*Makale:*

■ ■ ■ ■ ■

Emsal Mahkeme Kararı Ankara 14. Asliye Ticaret Mahkemesi 2018/363 E. 2021/77 K. 08.02.2021 T.

Görüntülediğiniz mahkeme kararı henüz kesinleşmemiştir. Yararlı olması amacıyla eklenmiştir.

T.C. ANKARA 14. ASLİYE TİCARET MAHKEMESİ Esas-Karar No: 2018/363 Esas – 2021/77
T.C.
ANKARA
14. ASLİYE TİCARET MAHKEMESİ
TÜRK MİLLETİ ADINA
GEREKÇELİ KARAR

ESAS NO : 2018/363 Esas
KARAR NO : 2021/77

HAKİM : …
KATİP : …

DAVACI : …
VEKİLİ : Av. …
DAVALI :…

DAVA : İtirazın İptali (Ticari Satımdan Kaynaklanan)

■ ■ ■ ■ ■

*Kayıtlar:*

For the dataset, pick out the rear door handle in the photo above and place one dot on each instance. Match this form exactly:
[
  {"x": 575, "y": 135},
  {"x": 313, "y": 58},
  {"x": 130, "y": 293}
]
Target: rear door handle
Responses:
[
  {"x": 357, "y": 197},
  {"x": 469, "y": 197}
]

■ ■ ■ ■ ■

*Görev Gereksinimleri:*
Yukarıdaki makalede "Emsal Mahkeme Kararı" ile başlayıp "olması amacıyla eklenmiştir." ile biten kısmı hiç değiştirmeden tekrar yazın.

*Görev Çıktısı:*
Emsal Mahkeme Kararı Ankara 14. Asliye Ticaret Mahkemesi 2018/363 E. 2021/77 K. 08.02.2021 T.

Görüntülediğiniz mahkeme kararı henüz kesinleşmemiştir. Yararlı olması amacıyla eklenmiştir.